BRIEF: In the entries below, find the line with "Pin the pink highlighter" and the line with "Target: pink highlighter". Print those two and everything between them exactly, and nothing else.

EXTRACTED INFORMATION:
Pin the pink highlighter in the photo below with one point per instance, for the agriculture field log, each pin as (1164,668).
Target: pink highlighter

==

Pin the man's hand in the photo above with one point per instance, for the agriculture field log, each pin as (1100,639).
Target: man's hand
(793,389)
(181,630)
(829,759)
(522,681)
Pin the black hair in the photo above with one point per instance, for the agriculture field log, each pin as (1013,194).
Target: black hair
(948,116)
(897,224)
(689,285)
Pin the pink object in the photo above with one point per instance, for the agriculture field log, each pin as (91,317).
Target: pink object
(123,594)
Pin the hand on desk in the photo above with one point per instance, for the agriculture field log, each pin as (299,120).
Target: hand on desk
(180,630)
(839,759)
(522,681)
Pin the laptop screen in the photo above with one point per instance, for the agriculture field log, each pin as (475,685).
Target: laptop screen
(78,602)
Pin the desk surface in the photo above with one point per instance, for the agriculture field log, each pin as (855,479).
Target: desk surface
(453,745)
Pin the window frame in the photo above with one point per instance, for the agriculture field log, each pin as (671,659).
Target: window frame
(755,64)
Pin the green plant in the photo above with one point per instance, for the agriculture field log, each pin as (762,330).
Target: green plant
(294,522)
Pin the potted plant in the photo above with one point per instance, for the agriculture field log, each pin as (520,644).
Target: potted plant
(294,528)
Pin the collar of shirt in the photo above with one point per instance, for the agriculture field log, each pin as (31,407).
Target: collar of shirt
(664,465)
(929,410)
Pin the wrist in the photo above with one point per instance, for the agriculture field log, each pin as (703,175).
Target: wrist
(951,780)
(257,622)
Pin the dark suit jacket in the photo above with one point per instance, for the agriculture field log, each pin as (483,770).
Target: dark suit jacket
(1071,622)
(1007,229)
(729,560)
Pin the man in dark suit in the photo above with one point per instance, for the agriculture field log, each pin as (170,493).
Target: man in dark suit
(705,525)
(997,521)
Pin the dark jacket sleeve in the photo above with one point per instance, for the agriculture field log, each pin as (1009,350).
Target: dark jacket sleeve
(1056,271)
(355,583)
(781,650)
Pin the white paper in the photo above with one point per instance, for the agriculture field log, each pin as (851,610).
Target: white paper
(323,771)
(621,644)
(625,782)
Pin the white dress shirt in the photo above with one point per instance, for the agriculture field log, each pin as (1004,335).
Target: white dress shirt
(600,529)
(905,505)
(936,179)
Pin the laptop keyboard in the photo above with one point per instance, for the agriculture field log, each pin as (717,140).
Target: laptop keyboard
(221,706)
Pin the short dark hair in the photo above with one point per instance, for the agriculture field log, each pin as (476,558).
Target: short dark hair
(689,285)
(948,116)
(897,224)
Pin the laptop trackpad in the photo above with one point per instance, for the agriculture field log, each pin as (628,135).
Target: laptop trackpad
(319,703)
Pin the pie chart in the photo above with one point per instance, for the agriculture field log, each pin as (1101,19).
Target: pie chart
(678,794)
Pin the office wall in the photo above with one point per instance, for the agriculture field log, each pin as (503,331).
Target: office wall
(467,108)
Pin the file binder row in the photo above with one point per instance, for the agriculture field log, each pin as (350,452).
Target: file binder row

COMPLETED TASK:
Pin the pink highlighter in the photo below with one point per instance, for the agriculture field log, each pin as (1164,668).
Target: pink highlighter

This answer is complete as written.